_What this task involves_
Within the entries below, every line containing "pink" is to be copied.

------------------------

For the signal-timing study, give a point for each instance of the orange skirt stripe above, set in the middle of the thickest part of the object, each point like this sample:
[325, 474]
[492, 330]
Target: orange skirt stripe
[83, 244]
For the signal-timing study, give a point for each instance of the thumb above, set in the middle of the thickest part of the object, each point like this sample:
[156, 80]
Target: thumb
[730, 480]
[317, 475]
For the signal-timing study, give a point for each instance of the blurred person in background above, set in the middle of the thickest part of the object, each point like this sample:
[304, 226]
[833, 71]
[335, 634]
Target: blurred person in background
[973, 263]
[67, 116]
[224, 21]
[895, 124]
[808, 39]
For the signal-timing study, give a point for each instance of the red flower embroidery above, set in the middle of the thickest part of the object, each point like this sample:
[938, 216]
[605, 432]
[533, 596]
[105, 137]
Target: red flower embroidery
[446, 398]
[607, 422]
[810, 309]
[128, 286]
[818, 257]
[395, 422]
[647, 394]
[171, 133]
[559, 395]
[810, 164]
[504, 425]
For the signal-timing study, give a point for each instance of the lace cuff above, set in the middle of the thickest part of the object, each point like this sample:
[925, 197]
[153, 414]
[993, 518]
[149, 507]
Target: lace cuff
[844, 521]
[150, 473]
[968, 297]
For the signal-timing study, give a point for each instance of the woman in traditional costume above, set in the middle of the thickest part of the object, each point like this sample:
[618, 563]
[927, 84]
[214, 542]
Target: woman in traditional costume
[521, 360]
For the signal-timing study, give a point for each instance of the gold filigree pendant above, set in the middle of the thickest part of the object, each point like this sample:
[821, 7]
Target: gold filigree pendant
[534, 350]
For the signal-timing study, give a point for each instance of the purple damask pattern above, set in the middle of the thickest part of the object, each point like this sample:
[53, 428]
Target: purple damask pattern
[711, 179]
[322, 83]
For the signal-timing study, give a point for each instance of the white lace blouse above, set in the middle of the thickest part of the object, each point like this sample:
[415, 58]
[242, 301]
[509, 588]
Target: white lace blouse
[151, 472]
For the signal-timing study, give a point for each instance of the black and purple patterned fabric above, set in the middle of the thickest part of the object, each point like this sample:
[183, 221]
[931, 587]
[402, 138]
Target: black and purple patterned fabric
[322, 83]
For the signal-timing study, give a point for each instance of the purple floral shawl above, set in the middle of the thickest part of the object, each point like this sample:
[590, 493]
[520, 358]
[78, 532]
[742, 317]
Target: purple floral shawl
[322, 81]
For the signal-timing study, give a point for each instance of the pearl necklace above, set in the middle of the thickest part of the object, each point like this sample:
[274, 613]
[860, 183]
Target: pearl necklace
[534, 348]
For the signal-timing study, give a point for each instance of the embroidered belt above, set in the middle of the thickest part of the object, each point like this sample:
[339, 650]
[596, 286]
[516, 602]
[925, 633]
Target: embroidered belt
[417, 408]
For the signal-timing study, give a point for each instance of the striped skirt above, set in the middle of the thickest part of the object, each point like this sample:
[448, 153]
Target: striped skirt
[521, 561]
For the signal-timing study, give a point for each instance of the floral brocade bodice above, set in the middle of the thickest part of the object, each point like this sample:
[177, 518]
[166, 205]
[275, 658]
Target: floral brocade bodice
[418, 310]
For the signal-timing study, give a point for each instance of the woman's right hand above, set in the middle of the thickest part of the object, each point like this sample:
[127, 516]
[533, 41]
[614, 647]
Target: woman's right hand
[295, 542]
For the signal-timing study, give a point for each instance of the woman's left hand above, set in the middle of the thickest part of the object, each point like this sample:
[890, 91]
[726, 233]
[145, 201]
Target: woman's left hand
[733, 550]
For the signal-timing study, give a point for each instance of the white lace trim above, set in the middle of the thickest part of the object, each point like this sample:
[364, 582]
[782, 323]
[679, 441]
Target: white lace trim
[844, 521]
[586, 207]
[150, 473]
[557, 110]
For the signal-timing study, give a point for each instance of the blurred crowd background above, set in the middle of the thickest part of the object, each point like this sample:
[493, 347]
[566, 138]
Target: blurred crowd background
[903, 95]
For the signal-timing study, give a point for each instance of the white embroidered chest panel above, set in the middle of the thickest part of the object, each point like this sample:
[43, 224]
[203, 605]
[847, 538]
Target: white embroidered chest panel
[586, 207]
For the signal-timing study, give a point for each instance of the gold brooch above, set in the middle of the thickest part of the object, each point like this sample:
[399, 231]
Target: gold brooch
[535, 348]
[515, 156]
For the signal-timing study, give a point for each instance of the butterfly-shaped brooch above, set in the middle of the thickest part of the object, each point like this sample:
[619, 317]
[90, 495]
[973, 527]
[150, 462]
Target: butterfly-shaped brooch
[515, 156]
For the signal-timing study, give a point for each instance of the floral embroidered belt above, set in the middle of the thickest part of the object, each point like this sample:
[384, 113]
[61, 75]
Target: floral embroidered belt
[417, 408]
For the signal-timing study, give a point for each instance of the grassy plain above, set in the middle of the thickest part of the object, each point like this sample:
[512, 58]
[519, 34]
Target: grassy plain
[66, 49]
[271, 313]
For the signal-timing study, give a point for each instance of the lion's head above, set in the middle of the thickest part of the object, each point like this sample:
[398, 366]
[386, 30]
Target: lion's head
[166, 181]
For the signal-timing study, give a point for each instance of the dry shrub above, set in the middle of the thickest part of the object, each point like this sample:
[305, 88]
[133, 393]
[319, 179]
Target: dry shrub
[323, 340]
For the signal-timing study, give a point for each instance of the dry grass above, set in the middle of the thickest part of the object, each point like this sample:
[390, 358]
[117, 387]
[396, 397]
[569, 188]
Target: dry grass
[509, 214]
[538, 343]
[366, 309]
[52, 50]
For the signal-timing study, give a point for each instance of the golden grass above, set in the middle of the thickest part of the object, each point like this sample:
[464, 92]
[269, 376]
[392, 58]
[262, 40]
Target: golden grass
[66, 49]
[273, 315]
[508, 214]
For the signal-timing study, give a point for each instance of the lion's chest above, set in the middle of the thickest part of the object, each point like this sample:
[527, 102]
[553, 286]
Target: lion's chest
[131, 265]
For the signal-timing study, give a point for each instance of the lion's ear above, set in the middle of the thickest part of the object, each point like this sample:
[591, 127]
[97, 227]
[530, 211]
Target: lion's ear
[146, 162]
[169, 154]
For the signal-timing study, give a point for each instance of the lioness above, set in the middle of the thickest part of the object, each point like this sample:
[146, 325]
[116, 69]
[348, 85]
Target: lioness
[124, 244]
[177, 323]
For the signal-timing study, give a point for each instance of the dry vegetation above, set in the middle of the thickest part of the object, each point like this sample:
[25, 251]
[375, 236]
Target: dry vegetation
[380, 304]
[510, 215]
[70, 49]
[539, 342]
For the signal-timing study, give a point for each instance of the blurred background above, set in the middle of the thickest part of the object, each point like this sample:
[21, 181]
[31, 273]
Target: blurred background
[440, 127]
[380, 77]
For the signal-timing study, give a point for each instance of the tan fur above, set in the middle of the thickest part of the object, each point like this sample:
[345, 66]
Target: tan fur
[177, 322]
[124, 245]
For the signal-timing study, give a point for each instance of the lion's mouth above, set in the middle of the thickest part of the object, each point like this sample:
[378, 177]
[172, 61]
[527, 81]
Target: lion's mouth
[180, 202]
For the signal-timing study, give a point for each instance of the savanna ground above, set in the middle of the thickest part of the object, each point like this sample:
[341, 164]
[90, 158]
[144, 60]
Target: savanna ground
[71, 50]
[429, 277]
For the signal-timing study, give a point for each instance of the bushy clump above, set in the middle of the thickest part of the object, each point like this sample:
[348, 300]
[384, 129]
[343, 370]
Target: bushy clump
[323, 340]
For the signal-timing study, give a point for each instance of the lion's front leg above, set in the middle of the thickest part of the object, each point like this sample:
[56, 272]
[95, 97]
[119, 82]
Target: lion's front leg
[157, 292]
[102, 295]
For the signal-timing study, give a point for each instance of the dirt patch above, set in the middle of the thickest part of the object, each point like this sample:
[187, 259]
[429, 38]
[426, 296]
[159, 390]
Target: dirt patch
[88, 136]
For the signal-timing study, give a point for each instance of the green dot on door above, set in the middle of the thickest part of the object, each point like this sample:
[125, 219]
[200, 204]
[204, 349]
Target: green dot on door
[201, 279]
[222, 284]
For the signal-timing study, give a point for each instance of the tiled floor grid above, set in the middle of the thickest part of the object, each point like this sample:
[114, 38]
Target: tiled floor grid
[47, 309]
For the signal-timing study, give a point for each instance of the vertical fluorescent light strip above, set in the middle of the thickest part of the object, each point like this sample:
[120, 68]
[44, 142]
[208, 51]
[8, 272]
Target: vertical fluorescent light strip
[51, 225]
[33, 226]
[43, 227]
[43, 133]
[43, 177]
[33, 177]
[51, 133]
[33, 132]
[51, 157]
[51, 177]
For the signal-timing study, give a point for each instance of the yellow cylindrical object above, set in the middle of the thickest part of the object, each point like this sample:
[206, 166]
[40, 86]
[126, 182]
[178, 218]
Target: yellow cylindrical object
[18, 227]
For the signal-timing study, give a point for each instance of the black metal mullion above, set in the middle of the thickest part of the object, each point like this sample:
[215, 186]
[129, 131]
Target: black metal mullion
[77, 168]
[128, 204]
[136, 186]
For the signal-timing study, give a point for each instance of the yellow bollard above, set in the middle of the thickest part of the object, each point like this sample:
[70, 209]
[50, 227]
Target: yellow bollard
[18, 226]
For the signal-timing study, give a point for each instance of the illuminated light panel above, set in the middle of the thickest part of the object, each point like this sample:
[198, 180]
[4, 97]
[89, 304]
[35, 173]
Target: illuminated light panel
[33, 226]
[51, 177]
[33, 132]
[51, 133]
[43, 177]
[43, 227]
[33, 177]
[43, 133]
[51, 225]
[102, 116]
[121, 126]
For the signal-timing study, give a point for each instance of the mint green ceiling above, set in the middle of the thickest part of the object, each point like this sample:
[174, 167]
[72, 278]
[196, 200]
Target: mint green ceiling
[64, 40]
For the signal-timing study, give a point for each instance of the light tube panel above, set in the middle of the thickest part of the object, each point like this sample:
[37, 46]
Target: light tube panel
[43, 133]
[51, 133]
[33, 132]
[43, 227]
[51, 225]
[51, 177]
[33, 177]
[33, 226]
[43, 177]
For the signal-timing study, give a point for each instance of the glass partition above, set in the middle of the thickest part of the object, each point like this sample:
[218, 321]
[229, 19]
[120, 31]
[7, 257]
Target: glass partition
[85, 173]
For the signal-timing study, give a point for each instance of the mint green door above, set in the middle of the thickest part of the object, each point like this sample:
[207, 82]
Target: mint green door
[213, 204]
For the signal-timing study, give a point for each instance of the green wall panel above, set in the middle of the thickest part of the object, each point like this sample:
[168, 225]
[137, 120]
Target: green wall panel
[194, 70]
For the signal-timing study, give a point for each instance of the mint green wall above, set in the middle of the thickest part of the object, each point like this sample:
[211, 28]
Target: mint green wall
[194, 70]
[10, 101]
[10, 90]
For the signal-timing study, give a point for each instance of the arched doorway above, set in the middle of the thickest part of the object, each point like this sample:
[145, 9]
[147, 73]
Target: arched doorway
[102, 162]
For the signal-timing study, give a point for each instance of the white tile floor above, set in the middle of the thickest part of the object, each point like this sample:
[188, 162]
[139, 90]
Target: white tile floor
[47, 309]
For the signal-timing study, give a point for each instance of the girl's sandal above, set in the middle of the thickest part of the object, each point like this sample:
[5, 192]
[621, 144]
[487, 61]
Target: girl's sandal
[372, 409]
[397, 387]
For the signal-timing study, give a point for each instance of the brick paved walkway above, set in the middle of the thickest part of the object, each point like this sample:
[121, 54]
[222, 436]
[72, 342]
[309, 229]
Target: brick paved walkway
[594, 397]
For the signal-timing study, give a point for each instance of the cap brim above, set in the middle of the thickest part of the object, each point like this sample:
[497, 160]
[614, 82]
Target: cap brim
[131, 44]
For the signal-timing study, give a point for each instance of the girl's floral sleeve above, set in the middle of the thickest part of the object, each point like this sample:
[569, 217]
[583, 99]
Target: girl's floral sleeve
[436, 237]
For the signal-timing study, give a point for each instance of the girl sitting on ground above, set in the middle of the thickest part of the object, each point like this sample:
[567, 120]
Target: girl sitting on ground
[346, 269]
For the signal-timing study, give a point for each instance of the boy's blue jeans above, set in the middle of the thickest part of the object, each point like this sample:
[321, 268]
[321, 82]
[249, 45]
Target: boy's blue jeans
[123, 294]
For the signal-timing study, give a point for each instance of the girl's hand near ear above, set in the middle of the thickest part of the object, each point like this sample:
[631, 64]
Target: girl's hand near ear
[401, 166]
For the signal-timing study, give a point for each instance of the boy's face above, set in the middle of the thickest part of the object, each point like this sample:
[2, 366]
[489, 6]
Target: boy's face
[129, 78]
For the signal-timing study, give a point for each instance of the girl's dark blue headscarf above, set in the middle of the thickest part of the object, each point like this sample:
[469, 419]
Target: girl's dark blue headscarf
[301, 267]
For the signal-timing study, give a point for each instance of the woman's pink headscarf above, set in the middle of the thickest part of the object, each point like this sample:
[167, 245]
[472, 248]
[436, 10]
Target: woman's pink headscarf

------------------------

_Answer for the task_
For the signal-timing study, give a point for each instance of the woman's pink headscarf above, set in the middle of the thickest part of the object, each point like this sample:
Target: woman's pink headscarf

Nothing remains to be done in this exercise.